> [Problem statement]
Across the listing below, how many lines contain the string "mountain"? Only the number is needed.

> [Data supplied]
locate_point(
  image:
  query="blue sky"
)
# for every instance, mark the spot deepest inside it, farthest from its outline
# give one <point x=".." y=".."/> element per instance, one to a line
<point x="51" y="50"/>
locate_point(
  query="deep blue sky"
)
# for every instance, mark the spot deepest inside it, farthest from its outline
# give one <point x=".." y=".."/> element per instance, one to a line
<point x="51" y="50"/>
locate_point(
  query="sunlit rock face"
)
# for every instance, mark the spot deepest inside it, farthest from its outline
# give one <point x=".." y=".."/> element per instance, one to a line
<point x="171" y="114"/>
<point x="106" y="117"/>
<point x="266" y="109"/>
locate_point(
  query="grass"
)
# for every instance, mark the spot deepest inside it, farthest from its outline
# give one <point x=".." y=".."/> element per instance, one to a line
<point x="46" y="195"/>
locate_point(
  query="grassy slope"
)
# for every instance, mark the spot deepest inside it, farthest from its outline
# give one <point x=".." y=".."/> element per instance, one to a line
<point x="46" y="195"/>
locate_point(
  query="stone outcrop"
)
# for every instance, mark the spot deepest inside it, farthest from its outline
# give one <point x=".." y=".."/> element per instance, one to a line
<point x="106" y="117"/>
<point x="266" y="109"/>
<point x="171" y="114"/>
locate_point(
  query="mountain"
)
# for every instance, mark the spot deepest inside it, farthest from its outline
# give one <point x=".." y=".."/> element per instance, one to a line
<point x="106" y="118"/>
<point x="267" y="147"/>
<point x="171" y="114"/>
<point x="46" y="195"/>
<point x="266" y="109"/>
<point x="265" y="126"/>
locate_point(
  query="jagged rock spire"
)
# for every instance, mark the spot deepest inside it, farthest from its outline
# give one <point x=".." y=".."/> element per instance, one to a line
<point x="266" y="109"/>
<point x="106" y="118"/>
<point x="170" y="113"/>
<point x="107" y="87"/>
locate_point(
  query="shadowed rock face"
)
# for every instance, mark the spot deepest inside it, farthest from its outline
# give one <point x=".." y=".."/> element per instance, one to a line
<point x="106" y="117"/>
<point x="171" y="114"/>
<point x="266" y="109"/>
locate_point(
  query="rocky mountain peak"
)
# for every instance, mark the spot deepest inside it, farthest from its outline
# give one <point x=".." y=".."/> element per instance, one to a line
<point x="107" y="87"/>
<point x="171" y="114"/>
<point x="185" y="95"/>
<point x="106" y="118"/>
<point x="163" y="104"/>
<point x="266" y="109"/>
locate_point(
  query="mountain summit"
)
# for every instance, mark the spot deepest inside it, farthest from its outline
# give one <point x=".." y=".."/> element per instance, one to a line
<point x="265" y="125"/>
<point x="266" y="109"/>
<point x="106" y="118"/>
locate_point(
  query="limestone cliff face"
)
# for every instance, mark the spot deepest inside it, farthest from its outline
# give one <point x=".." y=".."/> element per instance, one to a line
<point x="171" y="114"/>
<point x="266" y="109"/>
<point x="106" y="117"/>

> [Response to this exercise]
3